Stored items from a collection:
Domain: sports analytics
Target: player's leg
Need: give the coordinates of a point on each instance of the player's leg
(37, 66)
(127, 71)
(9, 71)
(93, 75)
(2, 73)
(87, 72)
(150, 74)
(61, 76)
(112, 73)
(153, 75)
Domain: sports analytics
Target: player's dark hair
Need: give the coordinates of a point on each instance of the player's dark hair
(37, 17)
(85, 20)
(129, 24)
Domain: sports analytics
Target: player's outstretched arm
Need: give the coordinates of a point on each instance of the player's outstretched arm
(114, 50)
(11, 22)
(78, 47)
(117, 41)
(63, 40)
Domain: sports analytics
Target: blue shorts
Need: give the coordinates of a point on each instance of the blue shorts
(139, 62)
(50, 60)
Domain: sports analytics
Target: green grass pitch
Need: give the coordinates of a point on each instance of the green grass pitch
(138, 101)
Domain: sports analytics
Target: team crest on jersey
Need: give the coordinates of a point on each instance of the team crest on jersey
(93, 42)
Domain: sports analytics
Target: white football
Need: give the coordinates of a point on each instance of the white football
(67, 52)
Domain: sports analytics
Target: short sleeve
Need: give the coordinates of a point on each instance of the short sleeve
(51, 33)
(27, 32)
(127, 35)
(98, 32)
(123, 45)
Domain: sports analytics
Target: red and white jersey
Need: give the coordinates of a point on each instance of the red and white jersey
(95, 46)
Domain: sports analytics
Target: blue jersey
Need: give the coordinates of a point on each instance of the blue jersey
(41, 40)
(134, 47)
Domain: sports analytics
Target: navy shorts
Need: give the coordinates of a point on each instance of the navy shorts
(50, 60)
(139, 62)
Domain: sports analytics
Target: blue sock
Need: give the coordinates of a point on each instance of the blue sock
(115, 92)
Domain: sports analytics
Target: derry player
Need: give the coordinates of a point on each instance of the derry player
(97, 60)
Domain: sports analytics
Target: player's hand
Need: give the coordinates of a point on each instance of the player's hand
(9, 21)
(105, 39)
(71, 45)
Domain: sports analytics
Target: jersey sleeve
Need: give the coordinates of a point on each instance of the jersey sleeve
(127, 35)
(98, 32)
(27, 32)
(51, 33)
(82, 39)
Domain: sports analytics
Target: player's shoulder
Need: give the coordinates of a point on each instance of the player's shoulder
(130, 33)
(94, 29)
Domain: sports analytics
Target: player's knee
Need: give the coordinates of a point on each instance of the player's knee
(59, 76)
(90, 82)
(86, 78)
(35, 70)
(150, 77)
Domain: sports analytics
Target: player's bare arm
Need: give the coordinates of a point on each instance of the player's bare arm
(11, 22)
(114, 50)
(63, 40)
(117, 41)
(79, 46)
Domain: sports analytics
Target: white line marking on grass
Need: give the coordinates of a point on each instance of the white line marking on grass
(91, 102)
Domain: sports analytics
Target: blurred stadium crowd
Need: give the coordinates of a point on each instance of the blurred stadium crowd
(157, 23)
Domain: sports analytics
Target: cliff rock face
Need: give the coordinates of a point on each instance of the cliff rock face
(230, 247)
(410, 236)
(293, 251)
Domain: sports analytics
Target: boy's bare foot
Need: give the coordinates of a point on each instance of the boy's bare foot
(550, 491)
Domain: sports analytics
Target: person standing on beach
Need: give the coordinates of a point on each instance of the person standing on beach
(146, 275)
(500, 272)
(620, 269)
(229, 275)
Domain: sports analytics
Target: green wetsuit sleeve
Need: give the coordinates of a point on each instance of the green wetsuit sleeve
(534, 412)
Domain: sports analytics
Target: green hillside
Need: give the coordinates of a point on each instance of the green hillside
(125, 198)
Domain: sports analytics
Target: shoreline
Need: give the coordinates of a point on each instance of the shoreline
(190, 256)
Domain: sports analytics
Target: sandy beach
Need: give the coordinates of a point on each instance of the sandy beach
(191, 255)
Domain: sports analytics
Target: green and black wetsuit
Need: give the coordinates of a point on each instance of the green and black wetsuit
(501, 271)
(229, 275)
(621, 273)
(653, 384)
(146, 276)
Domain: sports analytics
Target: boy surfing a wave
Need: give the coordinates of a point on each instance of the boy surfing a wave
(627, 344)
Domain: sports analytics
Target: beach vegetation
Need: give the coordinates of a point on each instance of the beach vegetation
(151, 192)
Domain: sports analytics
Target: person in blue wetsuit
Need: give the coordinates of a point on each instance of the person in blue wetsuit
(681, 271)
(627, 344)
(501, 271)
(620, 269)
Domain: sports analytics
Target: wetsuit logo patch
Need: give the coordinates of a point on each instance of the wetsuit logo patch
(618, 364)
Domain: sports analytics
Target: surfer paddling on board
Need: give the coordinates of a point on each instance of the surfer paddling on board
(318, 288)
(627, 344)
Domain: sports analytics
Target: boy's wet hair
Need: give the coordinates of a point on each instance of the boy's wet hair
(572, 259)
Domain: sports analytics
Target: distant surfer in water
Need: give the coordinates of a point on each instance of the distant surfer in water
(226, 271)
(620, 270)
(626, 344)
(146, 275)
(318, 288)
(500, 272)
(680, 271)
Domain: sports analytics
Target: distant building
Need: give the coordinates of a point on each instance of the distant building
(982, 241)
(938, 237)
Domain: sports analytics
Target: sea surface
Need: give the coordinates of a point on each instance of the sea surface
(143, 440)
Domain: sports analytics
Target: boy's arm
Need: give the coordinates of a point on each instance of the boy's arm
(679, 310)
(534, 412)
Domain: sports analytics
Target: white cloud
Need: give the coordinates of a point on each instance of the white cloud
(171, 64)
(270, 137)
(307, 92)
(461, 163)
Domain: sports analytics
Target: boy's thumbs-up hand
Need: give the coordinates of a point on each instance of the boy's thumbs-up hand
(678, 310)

◆ Work required ◆
Retype all of the data shown above, word for word.

◆ Answer ◆
Domain: sports analytics
Target: player's leg
Need: give the coordinates of a point on each instance of the player's leg
(37, 66)
(127, 71)
(9, 71)
(93, 75)
(2, 73)
(87, 72)
(150, 74)
(61, 76)
(112, 73)
(153, 75)
Domain: sports analytics
Target: player's dark hair
Need: give the coordinates of a point on each instance of the player's dark hair
(37, 17)
(85, 20)
(129, 24)
Domain: sports analytics
Target: player's outstretched arm
Need: give the coordinates of a point on each instance of the player's outstretched arm
(114, 50)
(11, 22)
(78, 47)
(117, 41)
(63, 40)
Domain: sports analytics
Target: blue shorts
Need: give the coordinates of a point on each instance of the blue shorts
(139, 62)
(50, 60)
Domain: sports analytics
Target: green grass pitch
Need: give the coordinates of a point on each instance of the green grass pitch
(138, 101)
Domain: sports analytics
Target: team crest on jersey
Need: give the coordinates of a point on each instance of the team crest on jersey
(93, 42)
Domain: sports analytics
Target: white football
Need: give the coordinates of a point on each instance of the white football
(67, 52)
Domain: sports analytics
Target: short sleeve
Need: give the coordinates of a point on each instance of the short sleeve
(51, 33)
(27, 32)
(127, 35)
(98, 32)
(123, 45)
Domain: sports analytics
Target: red and white jersey
Need: give the coordinates of a point on each instance of the red and white jersey
(95, 46)
Domain: sports analytics
Target: blue jersey
Need: give the coordinates of a point on each instance of the blue jersey
(41, 40)
(134, 47)
Domain: sports analytics
Target: navy shorts
Need: give the coordinates of a point on each instance of the navy shorts
(50, 60)
(139, 62)
Domain: sports analytics
Target: blue sock
Need: give the coordinates of a point on each instance of the blue sock
(115, 92)
Domain: sports analytics
Target: derry player
Need: give the coordinates of a point on each instance of the derry player
(97, 60)
Domain: sports analytics
Target: player's hand
Need: give the coordinates of a point on each instance of the player's hand
(9, 21)
(105, 39)
(71, 45)
Domain: sports analytics
Target: jersey sleeve
Need: give the coordinates of a point on each instance of the jersey sleeve
(127, 35)
(98, 32)
(27, 32)
(51, 33)
(82, 39)
Domain: sports analytics
Target: player's shoulder
Need: give the coordinates of a point on each instance of the player's shoulder
(130, 33)
(94, 29)
Domain: sports analytics
Target: player's knee
Need: give the coordinates of a point on each instance of the player's knee
(59, 76)
(90, 82)
(86, 78)
(35, 70)
(150, 77)
Domain: sports analytics
Target: player's bare arm
Need: give the coordinates of a point on each instance of the player's bare arm
(11, 22)
(114, 50)
(63, 40)
(117, 41)
(79, 46)
Domain: sports analytics
Target: white line marking on grass
Need: give the coordinates of a point on each instance of the white line marking on grass
(91, 102)
Domain: sports analytics
Target: blurred stadium crowd
Need: give the coordinates of a point on each instance of the blurred stadium crowd
(157, 23)
Domain: sports analytics
Target: cliff rock face
Need: give the coordinates of a point on each instance of the cliff rock face
(230, 247)
(410, 236)
(293, 251)
Domain: sports analytics
Target: boy's bare foot
Need: give the coordinates of a point on each instance of the boy's bare foot
(550, 491)
Domain: sports analytics
Target: person standing on beach
Need: give the coordinates of a point on each instance of the person standing on beach
(146, 275)
(500, 272)
(620, 269)
(229, 275)
Domain: sports analytics
Target: green wetsuit sleeve
Need: give the coordinates of a point on each instance of the green wetsuit sleeve
(534, 412)
Domain: sports analytics
Target: green hillside
Need: give the coordinates of a point on each instance of the green hillside
(125, 198)
Domain: sports analytics
Target: shoreline
Need: give the coordinates of a point on each instance of the shoreline
(190, 256)
Domain: sports analytics
Target: sandy beach
Need: give the coordinates of a point on each instance of the sandy beach
(191, 255)
Domain: sports analytics
Target: green and black wetsuit
Need: give the coordinates of a point on each instance of the green and black wetsuit
(501, 271)
(229, 275)
(621, 273)
(653, 384)
(146, 276)
Domain: sports analytics
Target: boy surfing a wave
Need: give the coordinates of a point on each instance of the boy surfing a wave
(627, 344)
Domain: sports analytics
Target: beach vegetation
Need: give the coordinates of a point on each instance of the beach vegetation
(151, 192)
Domain: sports analytics
Target: person in blue wetsuit
Need: give the coordinates of a point on each instance of the person in blue wetsuit
(681, 271)
(627, 344)
(501, 271)
(620, 269)
Domain: sports analytics
Target: wetsuit logo patch
Need: give the coordinates of a point on each instance of the wetsuit logo patch
(618, 364)
Domain: sports analytics
Target: surfer paddling on board
Need: give the coordinates of a point on each instance of the surfer paddling on board
(318, 288)
(627, 344)
Domain: sports analytics
Target: boy's wet hair
Need: give the coordinates of a point on each instance of the boy's wet hair
(572, 259)
Domain: sports analytics
Target: distant surfer in water
Need: give the coordinates of a point on each instance of the distant surfer in water
(226, 271)
(620, 270)
(626, 344)
(146, 275)
(318, 288)
(500, 272)
(680, 271)
Domain: sports analytics
Target: distant building
Need: give the coordinates of a point on each instance of the distant building
(982, 241)
(938, 237)
Domain: sports analytics
Target: sea surface
Need: give the coordinates of a point on each instance of the sea surface
(143, 440)
Domain: sports analytics
Target: boy's arm
Need: give the coordinates of a point on each instance of the boy's arm
(679, 310)
(534, 412)
Domain: sports analytics
Target: white cloud
Need: give the coordinates of a point on each instance of the white cloud
(171, 64)
(270, 137)
(307, 92)
(461, 163)
Domain: sports analytics
Target: boy's thumbs-up hand
Need: give the coordinates of a point on each instance of the boy's thumbs-up hand
(678, 310)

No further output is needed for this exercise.